> _Documento_:

◇ ◇ ◇ ◇ ◇

Emma Baeri, storica catanese, è autrice de I lumi e il cerchio. Una esercitazione di storia (Rubettino, 2008) e di numerosi altri saggi sulla storia e le pratiche del femminismo.

{Da Articolo 3 Newsletter n. 54 riportiamo due lettere con cui è proseguita la riflessione sulla violenza, a partire dagli interventi di Eleonora Cirant e di Emma Baeri.}

{{GESTO RIVOLUZIONARIO O GESTO ARCAICO?}}

Bella, proprio bella, la lettera di Emma Baeri, che risponde a quella sincera e quasi disperata di Eleonora Cirant, e che suscita, anche in una “benpensante” come me, la voglia di intervenire: senza alcuna intenzione di “ludibrio”, perché vivo le stesse reazioni. E chi non le vivrebbe?

◇ ◇ ◇ ◇ ◇

> _Elenco grezzo_:
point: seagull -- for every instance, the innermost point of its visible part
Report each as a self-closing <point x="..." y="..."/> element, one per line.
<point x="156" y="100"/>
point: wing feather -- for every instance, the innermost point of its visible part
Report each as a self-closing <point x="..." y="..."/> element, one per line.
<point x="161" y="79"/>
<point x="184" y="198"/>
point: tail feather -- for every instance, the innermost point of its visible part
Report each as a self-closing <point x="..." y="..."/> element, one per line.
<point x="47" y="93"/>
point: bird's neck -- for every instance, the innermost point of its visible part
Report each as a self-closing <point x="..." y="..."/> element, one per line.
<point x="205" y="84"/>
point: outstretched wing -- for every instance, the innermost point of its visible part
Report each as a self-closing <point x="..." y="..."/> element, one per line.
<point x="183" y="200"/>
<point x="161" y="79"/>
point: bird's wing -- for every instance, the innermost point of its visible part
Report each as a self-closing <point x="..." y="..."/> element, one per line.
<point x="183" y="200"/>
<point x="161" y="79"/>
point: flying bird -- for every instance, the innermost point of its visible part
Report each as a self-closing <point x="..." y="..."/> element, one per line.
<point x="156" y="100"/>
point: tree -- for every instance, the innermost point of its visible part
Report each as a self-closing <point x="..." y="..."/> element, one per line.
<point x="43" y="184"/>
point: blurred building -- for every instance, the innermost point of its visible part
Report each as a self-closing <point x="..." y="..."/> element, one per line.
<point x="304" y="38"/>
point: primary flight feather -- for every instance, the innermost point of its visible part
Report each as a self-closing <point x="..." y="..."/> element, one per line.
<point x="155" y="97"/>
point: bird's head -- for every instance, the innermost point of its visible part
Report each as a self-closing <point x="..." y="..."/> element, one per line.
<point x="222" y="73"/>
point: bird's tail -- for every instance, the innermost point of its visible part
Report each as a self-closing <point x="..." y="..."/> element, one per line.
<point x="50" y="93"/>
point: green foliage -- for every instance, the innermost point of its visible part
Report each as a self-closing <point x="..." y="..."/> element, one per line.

◇ ◇ ◇ ◇ ◇

> _Obiettivo 1_:
Rispondi a queste domande sul documento:
(a) Con quale editore e in che anno è uscito "I lumi e il cerchio"?
(b) Da quale numero di Articolo 3 Newsletter sono riprese le due lettere?
(c) A quale lettera risponde quella di Emma Baeri?
> _Obiettivo 2_:
Ricopia le righe dell'elenco dalla riga con "point: tree -- for" fino all'ultima riga dell'elenco, incluse entrambe, e metti "center point" al posto di "innermost point" senza toccare nient'altro.
Il documento e l'elenco sono materiali distinti, senza legame tra loro.

> _Risultato atteso 1_:
(a) Rubettino, 2008.
(b) Dal numero 54.
(c) A quella di Eleonora Cirant.

> _Risultato atteso 2_:
point: tree -- for every instance, the center point of its visible part
Report each as a self-closing <point x="..." y="..."/> element, one per line.
<point x="43" y="184"/>
point: blurred building -- for every instance, the center point of its visible part
Report each as a self-closing <point x="..." y="..."/> element, one per line.
<point x="304" y="38"/>
point: primary flight feather -- for every instance, the center point of its visible part
Report each as a self-closing <point x="..." y="..."/> element, one per line.
<point x="155" y="97"/>
point: bird's head -- for every instance, the center point of its visible part
Report each as a self-closing <point x="..." y="..."/> element, one per line.
<point x="222" y="73"/>
point: bird's tail -- for every instance, the center point of its visible part
Report each as a self-closing <point x="..." y="..."/> element, one per line.
<point x="50" y="93"/>
point: green foliage -- for every instance, the center point of its visible part
Report each as a self-closing <point x="..." y="..."/> element, one per line.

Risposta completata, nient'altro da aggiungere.